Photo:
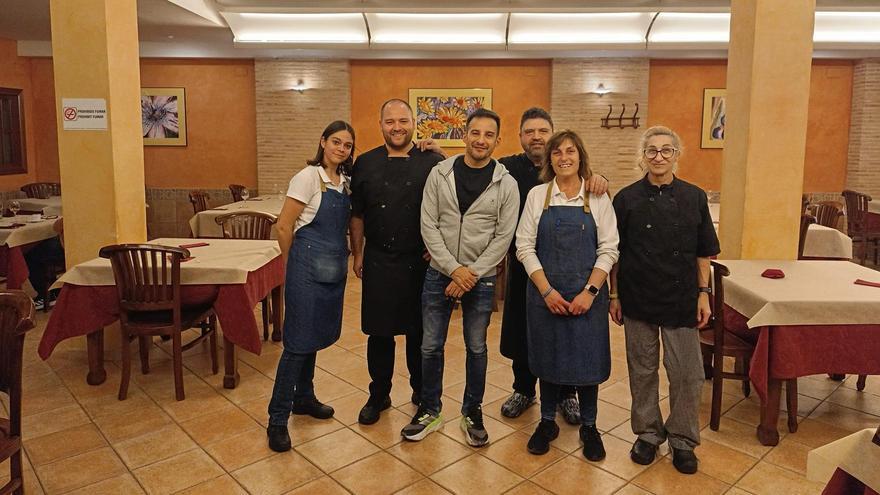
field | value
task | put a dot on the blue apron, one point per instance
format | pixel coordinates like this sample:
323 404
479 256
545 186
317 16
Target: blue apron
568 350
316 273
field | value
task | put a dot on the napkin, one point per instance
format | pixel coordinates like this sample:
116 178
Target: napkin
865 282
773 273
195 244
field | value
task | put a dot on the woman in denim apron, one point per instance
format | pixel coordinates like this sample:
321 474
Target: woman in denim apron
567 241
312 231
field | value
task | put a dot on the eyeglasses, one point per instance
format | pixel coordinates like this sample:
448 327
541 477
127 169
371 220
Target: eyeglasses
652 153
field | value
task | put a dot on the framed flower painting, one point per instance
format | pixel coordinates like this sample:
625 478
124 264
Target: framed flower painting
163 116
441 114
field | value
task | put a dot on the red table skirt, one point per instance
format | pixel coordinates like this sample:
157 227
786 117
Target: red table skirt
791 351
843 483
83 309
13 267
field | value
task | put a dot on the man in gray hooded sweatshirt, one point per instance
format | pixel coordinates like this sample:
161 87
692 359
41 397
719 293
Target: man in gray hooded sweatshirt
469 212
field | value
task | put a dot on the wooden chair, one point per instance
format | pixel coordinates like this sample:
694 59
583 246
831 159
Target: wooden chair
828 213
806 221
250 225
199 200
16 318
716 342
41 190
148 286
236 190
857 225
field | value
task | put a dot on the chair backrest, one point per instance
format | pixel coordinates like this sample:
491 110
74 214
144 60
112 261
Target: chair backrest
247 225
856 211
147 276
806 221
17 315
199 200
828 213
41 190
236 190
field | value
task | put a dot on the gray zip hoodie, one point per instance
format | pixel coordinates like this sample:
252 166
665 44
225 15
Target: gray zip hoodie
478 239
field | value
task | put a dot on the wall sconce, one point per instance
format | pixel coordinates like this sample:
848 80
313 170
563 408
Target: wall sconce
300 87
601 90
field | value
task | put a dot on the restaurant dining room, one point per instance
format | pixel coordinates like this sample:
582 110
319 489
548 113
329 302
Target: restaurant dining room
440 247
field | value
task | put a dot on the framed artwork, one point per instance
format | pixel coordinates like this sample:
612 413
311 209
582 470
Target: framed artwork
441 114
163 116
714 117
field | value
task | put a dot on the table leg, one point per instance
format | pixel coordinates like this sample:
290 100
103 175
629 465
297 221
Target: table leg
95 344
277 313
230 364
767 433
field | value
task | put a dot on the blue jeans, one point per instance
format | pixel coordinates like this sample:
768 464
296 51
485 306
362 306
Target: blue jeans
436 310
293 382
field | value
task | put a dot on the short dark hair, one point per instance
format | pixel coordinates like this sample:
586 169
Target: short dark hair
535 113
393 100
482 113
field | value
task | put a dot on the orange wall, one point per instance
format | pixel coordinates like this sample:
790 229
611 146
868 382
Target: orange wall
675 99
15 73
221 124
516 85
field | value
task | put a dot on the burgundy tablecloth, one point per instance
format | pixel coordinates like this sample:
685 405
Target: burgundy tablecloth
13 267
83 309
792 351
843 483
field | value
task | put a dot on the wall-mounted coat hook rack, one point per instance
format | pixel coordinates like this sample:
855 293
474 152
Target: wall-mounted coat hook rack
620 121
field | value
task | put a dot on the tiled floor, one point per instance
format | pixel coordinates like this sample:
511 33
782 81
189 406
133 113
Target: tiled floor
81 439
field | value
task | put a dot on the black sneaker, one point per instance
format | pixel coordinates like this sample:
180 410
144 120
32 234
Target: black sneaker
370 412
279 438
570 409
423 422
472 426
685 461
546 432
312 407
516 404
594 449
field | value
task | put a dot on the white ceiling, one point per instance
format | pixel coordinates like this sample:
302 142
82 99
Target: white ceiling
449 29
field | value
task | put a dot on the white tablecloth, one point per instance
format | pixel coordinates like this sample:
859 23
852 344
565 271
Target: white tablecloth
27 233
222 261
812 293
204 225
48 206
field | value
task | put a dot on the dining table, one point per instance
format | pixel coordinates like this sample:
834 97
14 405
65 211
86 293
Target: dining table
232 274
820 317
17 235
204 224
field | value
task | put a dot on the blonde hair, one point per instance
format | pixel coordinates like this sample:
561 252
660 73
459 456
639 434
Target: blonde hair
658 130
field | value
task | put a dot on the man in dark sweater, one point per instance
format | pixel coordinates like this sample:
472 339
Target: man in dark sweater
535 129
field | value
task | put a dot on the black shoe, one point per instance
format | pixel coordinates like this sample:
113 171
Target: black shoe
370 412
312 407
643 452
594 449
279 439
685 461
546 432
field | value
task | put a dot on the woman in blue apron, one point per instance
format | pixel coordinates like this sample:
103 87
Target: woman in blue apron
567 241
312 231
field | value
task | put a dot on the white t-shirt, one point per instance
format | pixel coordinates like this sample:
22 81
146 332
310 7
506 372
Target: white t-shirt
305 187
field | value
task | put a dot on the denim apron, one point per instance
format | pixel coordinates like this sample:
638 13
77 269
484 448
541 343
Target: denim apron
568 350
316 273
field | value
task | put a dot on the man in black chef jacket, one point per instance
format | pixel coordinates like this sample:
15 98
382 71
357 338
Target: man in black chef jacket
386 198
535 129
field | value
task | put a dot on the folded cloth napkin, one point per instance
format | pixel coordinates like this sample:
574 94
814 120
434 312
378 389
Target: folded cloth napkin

*WHAT THE TASK REQUIRES:*
Pictures are to be left out; the records above must be repeated word for word.

*SOLUTION TO THE PROBLEM:*
Photo:
field | value
task | put a dot on the blue apron, one point per instance
format | pixel coordinates like this sample:
323 404
479 256
545 186
317 16
Target: blue apron
568 350
316 273
field | value
task | put a dot on the napkin, one point per instance
format | pixel coordinates like this sample:
116 178
Target: napkin
865 282
773 273
195 244
field | value
task | put a dot on the woman in denim apron, one point per instance
format | pixel coordinates like this sample:
321 474
Target: woman in denim apron
567 241
312 231
field | value
task | put a dot on the eyeglasses, one point per instance
format | pixel coordinates like this sample:
448 327
541 477
127 169
371 220
Target: eyeglasses
652 153
field | value
task | put a dot on the framed flower painting, one point per instance
format | pixel coordinates like this sample:
625 478
124 264
Target: framed flower painting
163 116
441 114
field | value
task | put a dot on the red table skirt, one point per instance
format | pixel coordinates like this sample:
157 227
786 117
Target: red table skirt
791 351
843 483
83 309
13 267
field | value
task | put a dot on the man in gray hooded sweatshirt, one point per instance
format | pixel coordinates like this sample:
161 87
692 359
41 397
719 293
Target: man in gray hooded sweatshirt
469 212
field | value
task | put a dot on the wooden chair, one point per instance
format | pixel coordinates like this sample:
694 59
583 246
831 159
Target: wooden chair
828 213
806 221
250 225
199 200
16 318
716 342
41 190
148 286
236 190
857 225
field | value
task | put a dot on the chair backrest, one point per instance
format | pixel coordinates like this sample:
491 110
74 214
144 60
112 261
Target: chair backrest
247 225
856 211
147 276
806 221
17 315
199 200
828 213
41 190
236 190
field | value
task | put a dot on the gray zip hoodie, one point per instance
format | pixel coordinates like this sample:
252 166
665 44
225 15
Target: gray zip hoodie
478 239
field | value
task | put a dot on the wall sconce, one point per instance
format | pixel coordinates like this sample:
848 80
313 170
563 408
Target: wall sconce
300 87
601 90
field | value
task | put a dot on the restaurant dining room, one point per instance
format | pixel coordinates like this sample:
582 110
319 489
548 113
329 302
Target: restaurant dining room
440 247
field | value
task | put a dot on the framed artwork, one point per instance
format | pixel coordinates like this sample:
612 413
311 209
582 470
Target: framed artwork
441 114
163 116
714 117
field | value
task | put a dot on the table leg, one point per instance
format | pixel coordinates like this sample:
290 100
103 175
629 465
297 221
Target: table leg
95 344
277 313
230 364
767 433
field | value
task | put a dot on the blue jeans, one point per instance
format | pixel coordinates like this sample:
768 464
296 51
485 306
362 306
Target: blue jeans
436 310
293 382
field | value
task | put a dot on the short dark hair, one point per instance
format | pixel coordinates like this sample:
586 169
Target: short dark hair
535 113
393 100
482 113
field | value
task | put a dot on the orange wall, one point per instance
format | pixel coordinates like this sample:
790 229
611 146
868 382
Target: orange wall
675 99
15 73
221 124
516 85
field | value
task | put a dot on the burgundy tablecloth, one point per instance
format | pixel coordinates like this sample:
685 405
Target: burgundy tablecloth
13 267
83 309
792 351
843 483
field | value
task | put a dot on the wall-mounted coat hook rack, one point per instance
format | pixel coordinates like this sample:
855 293
474 152
Target: wall-mounted coat hook rack
620 121
field | value
task | put a dot on the tiled floor, one point per instance
format | pixel coordinates like this sample:
511 33
782 81
189 406
133 113
Target: tiled floor
81 439
field | value
task | put a dot on the black sneaker, one point per instance
format | pixel coordinates like this sample:
180 410
144 120
32 234
Target: black sneaker
370 412
279 438
570 409
423 422
472 426
685 461
546 432
312 407
516 404
594 449
field | value
task | put a dot on the white ceiling, one point per instance
format | pixel coordinates like this sample:
302 142
82 99
Target: white ceiling
449 29
field | value
task | put a dot on the white tablecloth, one point per instance
format | pixel coordinates like this sample:
859 23
852 344
565 271
Target: white tablecloth
27 233
222 261
812 293
204 225
48 206
field | value
task | put a dot on the dining table, one point per instance
format | pixel coordinates like this sample:
834 97
14 405
65 211
86 293
Target: dining table
232 274
820 317
17 235
204 224
field | value
task | put a dot on the blonde hair, one point per instance
format | pixel coordinates like this sample:
561 252
660 73
459 456
639 434
Target: blonde hair
658 130
field | value
task | put a dot on the man in dark sweater, one point per instance
format | pixel coordinates like this sample:
472 339
Target: man in dark sweater
535 129
field | value
task | put a dot on the black shoe, one point per instance
format | pixel coordinates like this sample:
113 171
Target: black shoe
370 412
312 407
643 452
594 449
279 439
685 461
546 432
field | value
task | put a dot on the woman in blue apron, one point per instance
format | pixel coordinates like this sample:
103 87
Target: woman in blue apron
567 241
312 231
field | value
task | put a dot on the white t-shirt, one point per instance
format | pixel coordinates like this sample:
22 81
146 332
310 7
506 372
Target: white t-shirt
305 187
field | value
task | put a dot on the denim apron, one point per instance
format | pixel coordinates like this sample:
638 13
77 269
484 448
541 343
Target: denim apron
568 350
316 273
field | value
task | put a dot on the man in black chef jacket, one point per instance
format | pixel coordinates like this sample:
15 98
382 71
357 338
Target: man in black chef jacket
386 198
535 129
field | value
task | put a dot on the folded cloth napkin, one point per instance
format | pixel coordinates like this sample:
574 94
814 120
434 312
378 389
Target: folded cloth napkin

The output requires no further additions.